▶ _Excerpt to read_
Israeli model (born in 1998)

May Tager (מאי תג'ר; born 22 November 1998) is an Israeli model. As of 2023, Tager has worked with international brands such as Armani, Victoria's Secret, Louis Vuitton and many more in the past. Tager gained recognition after replacing supermodel Bella Hadid as the face of Dior for the holiday campaign 2023. Tager is signed with IMG Models.

== Early life ==
May Tager was born in Denmark on 22 November 1998 to Jewish parents. Her family later moved to Ganei Tikva, Israel where she grew up. Tager now resides in the United States to pursue her modelling career. Tager is of Yemenite and Danish descent.

== Career ==
May Tager was discovered at the age of 15 when an agent blocked her mother's car and started talking to Tager. Tager began working internationally at the age of 16, in London. Tager got her major gig at the age of 18 after doing a photoshoot for Estee Lauder. She has been described as an Israeli classic beauty, with dark and dreamy doe eyes. Tager made her runway debut for Courreges FW21 and in 2021 she posed for Vogue Arabia.

In late 2023, Tager was chosen to be the face of the new Dior holiday campaign, but received antisemitic backlash from Pro-Palestine activists for "replacing" American supermodel Bella Hadid of Palestinian and Dutch descent as the face of the brand. It was later revealed that Tager didn't replace Hadid, as Dior's partnership with Hadid ended in March 2022.

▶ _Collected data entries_
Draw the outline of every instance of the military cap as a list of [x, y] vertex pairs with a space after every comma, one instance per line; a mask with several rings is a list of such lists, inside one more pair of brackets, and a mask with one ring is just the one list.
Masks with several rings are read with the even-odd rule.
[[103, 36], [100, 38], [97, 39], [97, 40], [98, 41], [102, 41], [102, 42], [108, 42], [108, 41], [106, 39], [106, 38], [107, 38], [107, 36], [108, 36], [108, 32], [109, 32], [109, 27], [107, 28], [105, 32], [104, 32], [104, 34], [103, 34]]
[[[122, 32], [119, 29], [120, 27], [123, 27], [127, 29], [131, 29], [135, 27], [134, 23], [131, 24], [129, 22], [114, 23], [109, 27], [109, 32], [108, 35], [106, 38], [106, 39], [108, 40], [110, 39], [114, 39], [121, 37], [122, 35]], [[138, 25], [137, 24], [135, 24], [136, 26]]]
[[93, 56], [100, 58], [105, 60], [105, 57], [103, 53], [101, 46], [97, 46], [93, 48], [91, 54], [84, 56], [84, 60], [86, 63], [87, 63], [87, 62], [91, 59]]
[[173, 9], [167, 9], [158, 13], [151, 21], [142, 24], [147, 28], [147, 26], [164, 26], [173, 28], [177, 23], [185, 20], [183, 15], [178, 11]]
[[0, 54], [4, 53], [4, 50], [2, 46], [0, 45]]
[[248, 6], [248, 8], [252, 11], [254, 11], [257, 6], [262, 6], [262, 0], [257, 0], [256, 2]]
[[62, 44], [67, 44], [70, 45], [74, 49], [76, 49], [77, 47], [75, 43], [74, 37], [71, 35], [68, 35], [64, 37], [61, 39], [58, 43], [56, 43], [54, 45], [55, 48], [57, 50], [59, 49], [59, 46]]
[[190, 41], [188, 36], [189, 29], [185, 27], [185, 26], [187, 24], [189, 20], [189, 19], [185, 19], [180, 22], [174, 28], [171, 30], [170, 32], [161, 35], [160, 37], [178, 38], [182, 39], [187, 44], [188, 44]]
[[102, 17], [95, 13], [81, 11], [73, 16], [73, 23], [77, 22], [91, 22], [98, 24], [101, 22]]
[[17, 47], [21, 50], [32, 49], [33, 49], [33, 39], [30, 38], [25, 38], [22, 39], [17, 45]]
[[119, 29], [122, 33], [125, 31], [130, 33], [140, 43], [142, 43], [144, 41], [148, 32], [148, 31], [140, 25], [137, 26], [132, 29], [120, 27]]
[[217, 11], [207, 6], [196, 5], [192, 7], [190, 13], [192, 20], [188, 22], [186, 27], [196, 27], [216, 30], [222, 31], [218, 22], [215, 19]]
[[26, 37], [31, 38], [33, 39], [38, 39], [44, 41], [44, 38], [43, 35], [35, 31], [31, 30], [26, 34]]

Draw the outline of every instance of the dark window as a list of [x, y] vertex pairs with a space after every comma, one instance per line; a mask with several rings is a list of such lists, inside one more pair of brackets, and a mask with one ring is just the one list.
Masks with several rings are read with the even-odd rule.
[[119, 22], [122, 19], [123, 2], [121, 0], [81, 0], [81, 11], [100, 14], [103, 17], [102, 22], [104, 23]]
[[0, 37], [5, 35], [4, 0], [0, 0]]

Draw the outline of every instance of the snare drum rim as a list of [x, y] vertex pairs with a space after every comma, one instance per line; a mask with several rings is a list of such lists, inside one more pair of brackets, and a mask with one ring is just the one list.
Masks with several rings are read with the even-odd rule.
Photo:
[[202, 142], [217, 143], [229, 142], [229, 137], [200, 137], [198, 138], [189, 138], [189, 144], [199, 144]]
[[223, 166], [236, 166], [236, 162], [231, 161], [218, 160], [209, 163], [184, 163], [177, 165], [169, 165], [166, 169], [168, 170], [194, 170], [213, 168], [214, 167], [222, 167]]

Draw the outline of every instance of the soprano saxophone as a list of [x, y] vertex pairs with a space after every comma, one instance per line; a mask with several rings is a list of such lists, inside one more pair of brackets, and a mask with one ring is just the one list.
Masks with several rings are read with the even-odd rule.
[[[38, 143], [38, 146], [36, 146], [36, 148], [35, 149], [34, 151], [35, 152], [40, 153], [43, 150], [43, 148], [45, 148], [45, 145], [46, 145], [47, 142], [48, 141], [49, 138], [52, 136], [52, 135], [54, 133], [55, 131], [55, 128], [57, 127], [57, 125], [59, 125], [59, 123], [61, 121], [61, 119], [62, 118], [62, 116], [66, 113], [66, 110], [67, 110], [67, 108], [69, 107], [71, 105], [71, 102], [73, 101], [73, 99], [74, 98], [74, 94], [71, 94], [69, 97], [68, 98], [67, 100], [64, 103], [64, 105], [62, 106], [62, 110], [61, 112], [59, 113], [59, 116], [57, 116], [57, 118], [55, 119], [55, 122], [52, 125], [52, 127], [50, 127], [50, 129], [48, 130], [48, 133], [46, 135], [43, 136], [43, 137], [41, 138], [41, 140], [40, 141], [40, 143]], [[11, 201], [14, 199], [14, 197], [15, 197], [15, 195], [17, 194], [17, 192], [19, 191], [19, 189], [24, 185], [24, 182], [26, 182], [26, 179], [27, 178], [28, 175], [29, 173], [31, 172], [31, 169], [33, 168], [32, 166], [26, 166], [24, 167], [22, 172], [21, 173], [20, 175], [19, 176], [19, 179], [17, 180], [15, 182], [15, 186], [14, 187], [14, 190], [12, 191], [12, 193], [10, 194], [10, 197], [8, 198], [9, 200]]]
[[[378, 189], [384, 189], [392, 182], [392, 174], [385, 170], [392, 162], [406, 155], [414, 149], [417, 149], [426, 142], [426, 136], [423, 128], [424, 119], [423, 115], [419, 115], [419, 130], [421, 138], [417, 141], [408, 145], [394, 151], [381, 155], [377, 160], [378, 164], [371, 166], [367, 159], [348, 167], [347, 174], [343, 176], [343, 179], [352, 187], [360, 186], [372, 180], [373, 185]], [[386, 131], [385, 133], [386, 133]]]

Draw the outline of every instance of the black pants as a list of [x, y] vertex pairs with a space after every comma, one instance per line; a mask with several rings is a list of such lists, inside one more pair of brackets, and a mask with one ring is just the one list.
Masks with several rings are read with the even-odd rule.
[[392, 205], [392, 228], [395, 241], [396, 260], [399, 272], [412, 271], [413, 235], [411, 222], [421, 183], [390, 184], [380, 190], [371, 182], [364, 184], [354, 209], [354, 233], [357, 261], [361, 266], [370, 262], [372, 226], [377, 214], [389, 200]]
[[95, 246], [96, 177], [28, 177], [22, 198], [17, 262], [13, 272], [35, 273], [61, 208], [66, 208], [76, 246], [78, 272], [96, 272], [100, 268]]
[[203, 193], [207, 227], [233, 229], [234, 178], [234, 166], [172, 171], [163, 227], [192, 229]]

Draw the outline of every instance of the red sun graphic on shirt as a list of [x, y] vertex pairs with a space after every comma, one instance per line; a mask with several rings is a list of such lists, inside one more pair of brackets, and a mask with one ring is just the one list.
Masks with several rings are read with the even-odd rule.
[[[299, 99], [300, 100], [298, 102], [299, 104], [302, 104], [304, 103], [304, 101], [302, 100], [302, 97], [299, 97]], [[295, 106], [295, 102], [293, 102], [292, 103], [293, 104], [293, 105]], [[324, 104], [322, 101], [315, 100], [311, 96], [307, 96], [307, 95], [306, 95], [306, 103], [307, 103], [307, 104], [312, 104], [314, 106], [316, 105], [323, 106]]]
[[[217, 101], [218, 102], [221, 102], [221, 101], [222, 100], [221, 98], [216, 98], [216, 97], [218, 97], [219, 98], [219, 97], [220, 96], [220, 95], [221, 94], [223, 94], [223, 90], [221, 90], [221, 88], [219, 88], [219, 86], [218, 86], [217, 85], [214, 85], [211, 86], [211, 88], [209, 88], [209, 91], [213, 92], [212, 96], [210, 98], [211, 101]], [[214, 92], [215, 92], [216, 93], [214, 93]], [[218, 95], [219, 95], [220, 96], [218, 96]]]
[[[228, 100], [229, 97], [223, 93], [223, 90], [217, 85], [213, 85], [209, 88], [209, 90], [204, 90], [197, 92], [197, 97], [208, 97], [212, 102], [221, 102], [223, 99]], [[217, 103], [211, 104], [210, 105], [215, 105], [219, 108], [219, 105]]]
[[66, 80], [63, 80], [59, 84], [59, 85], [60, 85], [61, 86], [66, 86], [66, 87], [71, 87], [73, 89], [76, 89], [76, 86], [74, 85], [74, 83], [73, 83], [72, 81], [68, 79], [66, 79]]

▶ _Task to carry out_
According to the profile of May Tager, at what age was she discovered?

▶ _Written answer_
She was discovered at the age of 15.